STATED TASK →
Return the listing below word for word, with every line unchanged.

Records →
(begin)

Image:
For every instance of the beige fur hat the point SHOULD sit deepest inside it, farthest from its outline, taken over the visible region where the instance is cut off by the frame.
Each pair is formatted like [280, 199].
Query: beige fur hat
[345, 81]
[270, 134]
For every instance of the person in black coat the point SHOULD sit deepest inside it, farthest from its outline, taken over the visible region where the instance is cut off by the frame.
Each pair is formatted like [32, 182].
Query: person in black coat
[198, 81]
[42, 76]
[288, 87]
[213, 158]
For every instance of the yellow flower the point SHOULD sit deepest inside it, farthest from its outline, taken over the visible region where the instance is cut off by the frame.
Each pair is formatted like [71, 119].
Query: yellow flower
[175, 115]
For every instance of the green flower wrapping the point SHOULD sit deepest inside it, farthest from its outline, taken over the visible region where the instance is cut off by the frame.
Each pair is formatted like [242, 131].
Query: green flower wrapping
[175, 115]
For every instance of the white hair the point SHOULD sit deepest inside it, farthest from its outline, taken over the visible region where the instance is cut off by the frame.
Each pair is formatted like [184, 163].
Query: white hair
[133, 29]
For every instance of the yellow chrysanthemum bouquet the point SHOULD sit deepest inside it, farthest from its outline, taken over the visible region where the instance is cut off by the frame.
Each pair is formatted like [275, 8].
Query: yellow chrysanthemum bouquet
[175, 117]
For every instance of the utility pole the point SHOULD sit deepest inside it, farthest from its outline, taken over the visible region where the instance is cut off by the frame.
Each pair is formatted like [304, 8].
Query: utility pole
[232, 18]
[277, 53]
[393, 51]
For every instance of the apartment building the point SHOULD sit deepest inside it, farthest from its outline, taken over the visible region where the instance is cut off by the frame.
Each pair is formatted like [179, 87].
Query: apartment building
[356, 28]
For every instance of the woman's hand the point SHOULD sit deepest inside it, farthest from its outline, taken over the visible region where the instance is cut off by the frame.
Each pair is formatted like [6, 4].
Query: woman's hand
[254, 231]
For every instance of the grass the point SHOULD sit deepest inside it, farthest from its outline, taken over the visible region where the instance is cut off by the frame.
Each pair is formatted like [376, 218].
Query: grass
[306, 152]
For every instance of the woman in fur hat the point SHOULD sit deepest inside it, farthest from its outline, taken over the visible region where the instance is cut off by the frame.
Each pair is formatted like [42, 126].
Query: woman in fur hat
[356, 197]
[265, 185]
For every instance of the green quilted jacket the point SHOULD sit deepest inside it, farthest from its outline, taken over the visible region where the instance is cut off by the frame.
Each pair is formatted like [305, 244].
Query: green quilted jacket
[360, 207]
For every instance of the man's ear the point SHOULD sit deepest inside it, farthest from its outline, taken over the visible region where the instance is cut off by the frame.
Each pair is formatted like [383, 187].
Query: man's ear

(end)

THE RESPONSE →
Image:
For every instance of the beige fur hat the point SHOULD sit deepest inside it, farthest from its outline, taken over the visible region where the instance is cut off by the frame.
Each pair is formatted like [280, 199].
Query: beige fur hat
[345, 81]
[270, 134]
For every instance of the person in black coat the point SHOULD sit deepest inside it, farthest from its outline, taken over the visible region where the instance is cut off by the frame.
Each pair is formatted like [32, 182].
Query: person in black coat
[198, 81]
[42, 76]
[288, 87]
[213, 158]
For every instance of the yellow flower the point SHOULD sit deepest inside it, farthest from its outline, taken over the visible region where the instance is cut off by the frame.
Each pair is formatted like [71, 119].
Query: yellow flower
[175, 115]
For every instance of the green flower wrapping the point SHOULD sit deepest inside it, farthest from its outline, taken over the visible region where the instance is cut off by the frame.
Each pair is formatted like [242, 131].
Query: green flower wrapping
[175, 115]
For every instance of the white hair the point SHOULD sit deepest inside it, farthest from its outline, taken over the visible region where the instance is cut off by the frame.
Each pair is formatted like [184, 163].
Query: white hair
[133, 29]
For every instance of the yellow chrysanthemum bouquet the point SHOULD sit deepest inside it, farthest from its outline, taken over the visible region where the instance is cut off by the frame.
Each pair is formatted like [275, 8].
Query: yellow chrysanthemum bouquet
[175, 117]
For every instance of the utility pole the point SHOULD sit deepest inside it, farthest from its outline, taken over the visible region where the instance is cut off by the frame.
Each pair is formatted like [304, 8].
Query: utility pole
[232, 18]
[277, 53]
[393, 51]
For every instance of the apartment building the point SHOULD sit deepest inside it, farthest from its outline, taken over the visible region where the instance is cut off by the frame.
Each pair is formatted like [179, 87].
Query: apartment building
[356, 28]
For every instance of the woman's hand the point SHOULD sit deepest inside it, farthest from its outline, taken over the visible region where the instance is cut off by the frame.
Each pair is formatted like [6, 4].
Query: woman's hand
[254, 231]
For every instance of the grass the point SHOULD sit deepest inside it, farthest from its outline, taken over the visible region where the instance is cut off by the frame.
Each pair is formatted like [376, 218].
Query: grass
[306, 152]
For every instance of the woman in fur hat the point SHOULD sit deepest inside it, farthest from its outline, taken over the visible region where the instance is cut off by the frame.
Each pair is formatted like [42, 126].
Query: woman in fur hat
[356, 197]
[265, 185]
For every instance of the green quilted jacket the point SHOULD sit deepest inside it, farthest from its outline, taken over the visible region where the instance is cut off by the frame.
Each pair is formatted like [305, 244].
Query: green quilted jacket
[360, 207]
For every instance of the man's ear the point SHOULD sit deepest inside it, farthest from its outline, taken over the visible region where the instance is cut off by the frame.
Each pair is formatted like [383, 187].
Query: man's ear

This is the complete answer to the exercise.